READING PASSAGE:
- Opening Delimiter -

Consider risk scoring system construction using a sample of $n$ observations, with information collected for $G$ categorical predictors and one binary response variable for each observation. The predictors are 120 survey questions (i.e. G=120). There were three possible answers for each question (A, B and C). So each predictor is encoded to two dummy variables (we consider C as the baseline.). Let $\mathbf{x_{i,g}}$ be the vector of dummy variables associated with the $g^{th}$ categorical predictor for the $i^{th}$ observation, where $i=1,\cdots,n$, $g=1,\cdots,G$. For example, if the first farm chooses B for question 2, then the corresponding observation is $\mathbf{x_{12}}=(0,1)^{T}$. Each question has a degree of freedom of 2.
We denote the degrees of freedom of the $g^{th}$ predictor by $df_g$, which is also the length of vector $\mathbf{x_{i,g}}$. Let $y_i$ (= 1, diseased; or 0, not diseased) be the binary response for the $i$th observation. Denote the probability
of disease for $i$th subject by $\theta_i$, the model can be formulated as:
$$y_{i}\sim Bounoulli(\theta_{i})$$
$$log\left(\frac{\theta_{i}}{1-\theta_{i}}\right)=\eta_{\mathbf{\beta}}(x_{i})=\beta_{0}+\sum_{g=1}^{G}\mathbf{x_{i,g}}^{T}\mathbf{\beta_{g}}$$
where $\beta_{0}$ is the intercept and $\mathbf{\beta_{g}}$ is the parameter vector corresponding to the $g^{th}$ predictor. As we mentioned, here $\mathbf{\beta_{g}}$ has length 2.

- Closing Delimiter -

COMPLETE THE FOLLOWING:
1. List the possible answers to each survey question in the risk-scoring model text.
2. Continue the text on the risk-scoring model after its last sentence.
None of the lines that follow are needed for these tasks.

DATASET CONTENT:
- Opening Delimiter -

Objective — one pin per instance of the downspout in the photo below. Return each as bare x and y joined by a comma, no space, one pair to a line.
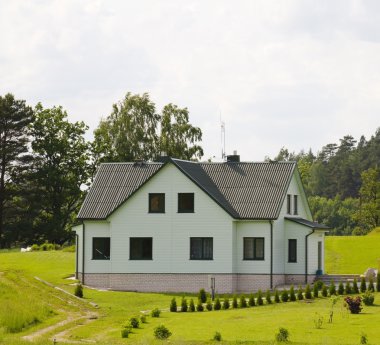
306,253
83,232
271,254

- Closing Delimiter -

SOLVED TASKS:
1. A, B, C

2.
Traditional estimation of logistic
parameters $\mathbf{\beta}=(\beta_{0}^{T},\mathbf{\beta_{1}}^{T},\mathbf{\beta_{2}}^{T},...,\mathbf{\beta_{G}}^{T})^{T}$ is done through maximizing the log-likelihood
\begin{eqnarray*}
l(\mathbf{\beta})&=&log[\prod_{i=1}^{n}\theta_{i}^{y_{i}}(1-\theta_{i})^{1-y_{i}}]\\
&=&\sum_{i=1}^{n}\{y_{i}log(\theta_{i})+(1-y_{i})log(1-\theta_{i})\}\\
&=&\sum_{i=1}^{n}\{\ y_{i}\eta_{\mathbf{\beta}}(\mathbf{x_{i}})-log[1+exp(\eta_{\mathbf{\beta}}(\mathbf{x_{i}}))]\ \}
(\#eq:logisticlikelihood)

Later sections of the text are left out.